- [WORK REQUIRED] Rewrite all the records below, replacing every "lesson" with "exercise" and changing nothing else. Leave the pictures out of your answer.

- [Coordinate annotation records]
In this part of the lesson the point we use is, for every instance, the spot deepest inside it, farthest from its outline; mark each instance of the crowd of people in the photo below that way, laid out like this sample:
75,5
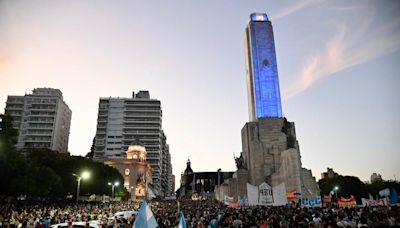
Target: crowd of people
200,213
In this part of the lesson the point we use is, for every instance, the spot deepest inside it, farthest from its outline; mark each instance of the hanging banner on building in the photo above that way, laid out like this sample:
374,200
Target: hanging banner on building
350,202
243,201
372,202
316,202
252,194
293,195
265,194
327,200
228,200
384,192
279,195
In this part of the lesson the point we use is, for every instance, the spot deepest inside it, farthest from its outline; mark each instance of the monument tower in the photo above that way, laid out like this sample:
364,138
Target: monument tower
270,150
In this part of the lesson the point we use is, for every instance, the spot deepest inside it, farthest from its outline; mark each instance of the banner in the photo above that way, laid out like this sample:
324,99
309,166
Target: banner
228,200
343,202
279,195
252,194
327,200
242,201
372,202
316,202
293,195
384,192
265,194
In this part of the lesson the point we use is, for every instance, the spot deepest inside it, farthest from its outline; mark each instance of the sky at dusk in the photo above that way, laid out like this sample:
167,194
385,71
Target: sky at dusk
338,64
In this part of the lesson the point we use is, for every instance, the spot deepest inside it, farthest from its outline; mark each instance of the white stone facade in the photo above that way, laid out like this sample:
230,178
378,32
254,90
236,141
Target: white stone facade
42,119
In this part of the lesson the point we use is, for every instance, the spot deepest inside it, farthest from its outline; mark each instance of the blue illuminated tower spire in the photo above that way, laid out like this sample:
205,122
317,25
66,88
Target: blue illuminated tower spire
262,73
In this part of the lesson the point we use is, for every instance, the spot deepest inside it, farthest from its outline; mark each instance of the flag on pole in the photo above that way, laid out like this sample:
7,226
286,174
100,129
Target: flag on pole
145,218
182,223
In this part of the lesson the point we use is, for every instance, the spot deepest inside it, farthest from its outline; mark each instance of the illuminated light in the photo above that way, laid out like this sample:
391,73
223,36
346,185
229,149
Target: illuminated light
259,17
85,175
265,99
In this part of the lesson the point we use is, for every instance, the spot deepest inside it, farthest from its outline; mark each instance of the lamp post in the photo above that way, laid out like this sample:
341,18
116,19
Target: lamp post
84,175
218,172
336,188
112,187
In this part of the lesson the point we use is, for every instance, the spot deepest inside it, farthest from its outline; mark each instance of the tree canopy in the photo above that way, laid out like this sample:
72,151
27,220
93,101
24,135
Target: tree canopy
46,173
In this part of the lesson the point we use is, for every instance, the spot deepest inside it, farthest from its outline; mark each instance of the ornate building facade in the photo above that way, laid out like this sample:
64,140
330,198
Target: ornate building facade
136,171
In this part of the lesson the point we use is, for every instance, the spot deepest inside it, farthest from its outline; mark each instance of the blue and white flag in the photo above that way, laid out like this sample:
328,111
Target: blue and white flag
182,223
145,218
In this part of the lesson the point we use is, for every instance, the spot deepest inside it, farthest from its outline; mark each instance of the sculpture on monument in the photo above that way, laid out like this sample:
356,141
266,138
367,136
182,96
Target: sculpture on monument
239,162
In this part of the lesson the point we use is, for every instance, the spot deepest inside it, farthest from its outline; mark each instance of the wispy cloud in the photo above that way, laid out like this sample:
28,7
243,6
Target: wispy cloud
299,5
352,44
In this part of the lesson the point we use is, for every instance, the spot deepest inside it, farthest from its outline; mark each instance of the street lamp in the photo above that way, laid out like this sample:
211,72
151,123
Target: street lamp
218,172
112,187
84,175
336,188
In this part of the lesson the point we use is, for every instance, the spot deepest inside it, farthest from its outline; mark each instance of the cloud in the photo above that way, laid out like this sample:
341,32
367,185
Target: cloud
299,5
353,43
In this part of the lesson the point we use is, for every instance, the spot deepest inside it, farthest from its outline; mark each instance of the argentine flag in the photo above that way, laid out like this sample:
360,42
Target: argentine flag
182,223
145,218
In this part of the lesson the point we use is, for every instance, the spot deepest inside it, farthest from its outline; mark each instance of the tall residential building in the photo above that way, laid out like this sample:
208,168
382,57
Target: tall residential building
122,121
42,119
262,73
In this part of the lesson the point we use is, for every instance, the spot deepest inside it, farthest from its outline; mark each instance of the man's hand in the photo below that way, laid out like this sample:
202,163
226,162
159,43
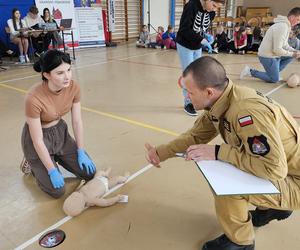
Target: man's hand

- [WORKED SOLUTION]
In this part of the exercise the point we use is, for every instance, the spot deepest inside it, farthest from its outline; mark each instance of the crowd of people in the photo below that way, laid out like this sample:
75,5
Target: crowd of people
200,213
In this part of the exercise the point we use is, for every instance, the spot deepest inside it, farthest from its outline; mark each instance of the hanging banner on building in the photo above that way, laid out like this sample:
374,200
Target: hanging banner on building
350,202
243,201
372,202
316,202
252,194
293,195
265,194
327,200
228,200
384,192
279,195
In this part of the exercise the point we use is, for every instance, the spot deepest inside it, farthest from its outline; mark each instance of the monument tower in the photo above that way, laid out like this sample:
364,138
Target: monument tower
270,150
In this part of the exercise the point we use is, for every instance, the spot deepest inside it, farthest from its outline; mark each instance of the banner in the photo above that way, laid out like this sample:
324,99
309,166
Target: banner
228,200
343,202
279,195
252,194
327,200
242,201
372,202
316,202
293,195
384,192
265,194
In this part of the exercise the point we use is, for every instance, the spot deepest inside it, farthest from its outline; mark each instance of the sky at dusk in the photo above that way, laid out like this sample:
167,194
385,71
Target: sky at dusk
338,64
In this part of the exercise the point we use is, for every instance, the spot deepest inside it, farthest from its outline; mark each instance of the white stone facade in the photo above that way, laid out like this sample:
230,178
378,32
254,90
236,141
Target: white stone facade
42,119
In this part of the exercise the point we use is, for every instance, the spot deepest inside it, farthest from its outline; mark each instance of the blue illuminated tower spire in the photo above that way, laid out like this sample:
205,122
317,25
66,88
Target: blue illuminated tower spire
262,73
In this part of the exercise the point we use is, for every instance, the spot deepest inside it, farthest from its outline; mark each instance of the flag on pole in the photo above that way, laid out like this sample:
7,226
286,174
100,129
Target: flag on pole
145,218
182,223
In this part of the exercise the point we use is, for every instance, the spot deepest inside it, farthest from its outline; mark each instance of the illuminated light in the photo above that way, laid out like this sample:
391,73
223,36
346,185
229,149
Target: illuminated light
259,17
85,175
265,99
In this part of the exercise the point we use is, for every instance, the spot deepest inside it, farthest from its outline; mark each instance of the lamp post in the photo above that way, laid out like this sample:
341,18
116,19
Target: lamp post
84,175
218,172
336,188
112,187
In this part of the exercise the point we use is, for every instance, the spot deepest inside it, farthest from its outline; mark each instance of the tree canopy in the photo above that way, laid out like this sample:
72,151
27,220
93,101
24,135
Target: tree canopy
46,173
In this part of the exercise the point we use is, for every instance, the spot deepest inside it, farthest from its outline; mark each instance of the ornate building facade in the photo above that way, laid out like this sample:
64,140
330,198
Target: ornate building facade
136,171
In this part of the exercise the point we use is, for every instance, the spot deepest inside it, farthest from its outline; mark each instance of the blue and white flag in the photo above that way, laid out like this sample:
328,111
Target: blue and white flag
182,223
145,218
In this part of the exercise the point we use is, for every instance, the spot deepest inside it, farthest from its outline; mark each instance of the sculpture on monument in the photo above that way, laid out like this sample:
356,141
266,138
367,136
182,96
Target: sculpture on monument
239,162
In this part of the exercise the point we use is, for every instance, the spot deepest inside it, farthest from its outline; mark each instance of the wispy cloud in the photo above that way, laid out like this sample:
28,7
243,6
Target: wispy cloud
299,5
352,44
In this part of the exercise the point we use is, for every instance, the spot deepest inside it, farthest from its outline; mark each instance of the street lamp in the photo above that way, laid out like this sample:
211,72
151,123
Target: street lamp
218,172
112,187
84,175
336,188
In this part of the exercise the point we use is, for every instance, the spot deepest inside it, farthest from its outline; mark each instance of the cloud in the photo above that way, laid out like this sample:
341,32
367,185
Target: cloud
299,5
353,43
In this part of the exercise the point we use is, for every instance, the spot deepest inside it, farthest from its outline; mark each instance of the argentine flag in the photo above that way, laid out like this sample:
360,42
Target: argentine flag
182,223
145,218
In this part of the exercise the point we use is, for every instance, the spot deepest inside it, farthest from its outline; mark each instance of the tall residential building in the photo above that way, laid out like this sample:
208,168
382,57
Target: tall residential building
122,121
42,119
262,73
In this part of the exercise the point we use is, for every instance, the spot deepest inside it, farthest from its outline; mark each instance of the man's hand in the photo below that way, laid out like this sample:
202,163
226,162
159,43
Target: man's hand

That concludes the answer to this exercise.